Another solution to this potential problem is to encourage the FERC and the ISO to require safeguards or a notification process as part of the ISO and SC agreement. The SC could be required to inform the UDC when an ESP ceases to schedule load through a SC. Since the ISO was created as a result of the electricity restructuring legislation, the Legislature might want to consider legislation which would require the ISO to impose safeguards and controls to detect these problems.

The process of recording customer usage information, translating that information into a final bill, and arranging for the delivery of electricity will change in this restructured electricity environment. Instead of a single, integrated utility handling all of these activities, the new industry structure will involve many different market participants. Under this new market environment, there is a need to ensure that the data flow is accurate, timely and trustworthy. Each market participant will require the sharing of customer information to perform its responsibilities. Many of the information flows that will take place involve settlement interactions between SCs, the PX and the ISO. Although these entities were created by state legislation, regulatory jurisdiction over these entities resides with the FERC.

● **Information provided**

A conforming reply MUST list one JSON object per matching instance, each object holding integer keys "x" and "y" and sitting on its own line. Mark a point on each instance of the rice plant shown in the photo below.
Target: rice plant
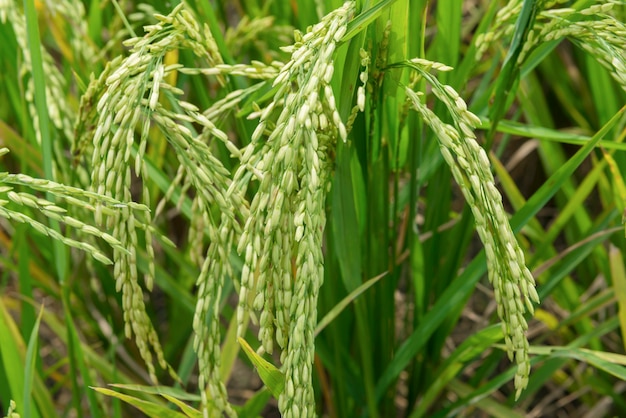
{"x": 374, "y": 200}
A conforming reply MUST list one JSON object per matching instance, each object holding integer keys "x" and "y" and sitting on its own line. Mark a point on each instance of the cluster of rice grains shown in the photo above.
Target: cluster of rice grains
{"x": 514, "y": 285}
{"x": 593, "y": 29}
{"x": 282, "y": 238}
{"x": 131, "y": 91}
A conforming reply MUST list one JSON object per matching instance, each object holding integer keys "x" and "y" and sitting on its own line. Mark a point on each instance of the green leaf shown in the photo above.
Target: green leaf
{"x": 149, "y": 408}
{"x": 160, "y": 390}
{"x": 269, "y": 374}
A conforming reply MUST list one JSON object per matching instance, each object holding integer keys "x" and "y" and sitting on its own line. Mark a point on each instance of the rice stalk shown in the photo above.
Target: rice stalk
{"x": 514, "y": 285}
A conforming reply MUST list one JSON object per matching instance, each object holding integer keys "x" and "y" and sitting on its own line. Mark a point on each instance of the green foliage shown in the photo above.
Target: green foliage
{"x": 359, "y": 190}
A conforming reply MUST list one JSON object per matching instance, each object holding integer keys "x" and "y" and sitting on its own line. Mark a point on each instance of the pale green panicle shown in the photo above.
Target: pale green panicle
{"x": 514, "y": 285}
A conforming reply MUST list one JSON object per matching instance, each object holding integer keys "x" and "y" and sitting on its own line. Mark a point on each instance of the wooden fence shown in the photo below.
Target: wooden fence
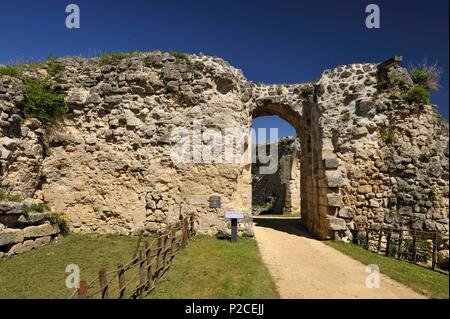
{"x": 418, "y": 247}
{"x": 138, "y": 277}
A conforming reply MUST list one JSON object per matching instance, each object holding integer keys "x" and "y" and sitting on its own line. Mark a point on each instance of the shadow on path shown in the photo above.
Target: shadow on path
{"x": 292, "y": 226}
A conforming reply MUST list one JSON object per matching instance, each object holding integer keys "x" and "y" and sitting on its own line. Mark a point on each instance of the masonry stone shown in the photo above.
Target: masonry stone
{"x": 358, "y": 142}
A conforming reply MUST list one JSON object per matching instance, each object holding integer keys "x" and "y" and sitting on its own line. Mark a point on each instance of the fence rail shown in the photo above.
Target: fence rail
{"x": 416, "y": 246}
{"x": 137, "y": 278}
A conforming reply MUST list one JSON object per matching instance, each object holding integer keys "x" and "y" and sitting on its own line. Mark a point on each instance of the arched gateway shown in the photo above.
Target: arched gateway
{"x": 369, "y": 157}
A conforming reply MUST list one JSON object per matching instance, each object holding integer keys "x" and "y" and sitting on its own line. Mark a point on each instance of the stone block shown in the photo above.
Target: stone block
{"x": 40, "y": 231}
{"x": 42, "y": 241}
{"x": 21, "y": 247}
{"x": 11, "y": 236}
{"x": 346, "y": 212}
{"x": 331, "y": 163}
{"x": 364, "y": 189}
{"x": 336, "y": 223}
{"x": 10, "y": 207}
{"x": 334, "y": 200}
{"x": 333, "y": 178}
{"x": 34, "y": 218}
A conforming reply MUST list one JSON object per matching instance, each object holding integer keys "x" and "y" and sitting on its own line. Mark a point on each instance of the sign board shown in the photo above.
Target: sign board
{"x": 214, "y": 202}
{"x": 234, "y": 215}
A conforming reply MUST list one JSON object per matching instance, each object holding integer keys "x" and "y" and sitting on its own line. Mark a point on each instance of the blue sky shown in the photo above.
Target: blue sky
{"x": 271, "y": 41}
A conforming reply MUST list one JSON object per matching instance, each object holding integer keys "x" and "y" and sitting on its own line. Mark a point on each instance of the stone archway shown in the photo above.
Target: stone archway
{"x": 319, "y": 184}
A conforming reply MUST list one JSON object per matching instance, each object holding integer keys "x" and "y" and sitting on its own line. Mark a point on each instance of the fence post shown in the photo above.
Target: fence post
{"x": 121, "y": 276}
{"x": 103, "y": 283}
{"x": 400, "y": 243}
{"x": 158, "y": 255}
{"x": 82, "y": 290}
{"x": 191, "y": 226}
{"x": 388, "y": 243}
{"x": 141, "y": 274}
{"x": 435, "y": 246}
{"x": 149, "y": 262}
{"x": 380, "y": 235}
{"x": 367, "y": 237}
{"x": 414, "y": 246}
{"x": 185, "y": 233}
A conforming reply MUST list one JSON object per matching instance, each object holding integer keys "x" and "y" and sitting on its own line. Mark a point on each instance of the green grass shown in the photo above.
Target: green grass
{"x": 207, "y": 268}
{"x": 41, "y": 273}
{"x": 11, "y": 198}
{"x": 425, "y": 281}
{"x": 216, "y": 268}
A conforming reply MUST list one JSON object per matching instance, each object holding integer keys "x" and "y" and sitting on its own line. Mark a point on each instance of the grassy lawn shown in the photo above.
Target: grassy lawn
{"x": 207, "y": 268}
{"x": 425, "y": 281}
{"x": 215, "y": 268}
{"x": 41, "y": 273}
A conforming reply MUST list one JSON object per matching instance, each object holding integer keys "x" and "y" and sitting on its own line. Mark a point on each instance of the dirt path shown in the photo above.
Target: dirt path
{"x": 304, "y": 267}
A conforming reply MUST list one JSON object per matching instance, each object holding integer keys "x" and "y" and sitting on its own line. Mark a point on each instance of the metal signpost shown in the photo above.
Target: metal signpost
{"x": 234, "y": 216}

● **Exercise requirements**
**A.** Give the records between the line containing "block shown in the photo above." and the line containing "Target: stone block", inclusive, renaming "stone block" to "granite block" and leaving everything else unchanged.
**B.** Write the next part of the text on electricity restructuring, picking up after its final sentence.

● **Results**
**A.**
A conforming reply MUST list one JSON object per matching instance, each object holding integer keys "x" and "y" and sitting on its own line. Mark a point on each instance of the granite block shown in the photo above.
Target: granite block

**B.**
End-use customer data will be used by the SCs, PX and the ISO for at least the following applications: load forecasting; energy imbalance settlements; and billing for services received. Load forecasting will require the ESP or the UDC to take a frequent sampling of customer usage data to ensure that its load bids to the PX properly reflect anticipated load patterns. The SC will also need to do frequent sampling to ensure that its load schedules to the ISO are properly reflected. With respect to energy imbalance settlement purposes, customer usage data will be used to compute the differences between the forecasted and actual loads and generation. For billing purposes, customers will have their bills prepared and issued to them on the basis of their own energy consumption data. Some customers will have their bills based on authorized estimation techniques such as load profiles.

For all of these information flows to take place, various requirements need to be imposed to ensure the quality and integrity of the data. The collection of end-use customer data and the information flow to the UDCs and the ESPs, and the availability of such data to the SCs have already been addressed in D.97-12-048 and in D.97-10-087. To ensure the data quality and integrity of the information that the SCs communicate to the ISO, the parties will have to rely on the provisions contained in the ISO and SC agreement .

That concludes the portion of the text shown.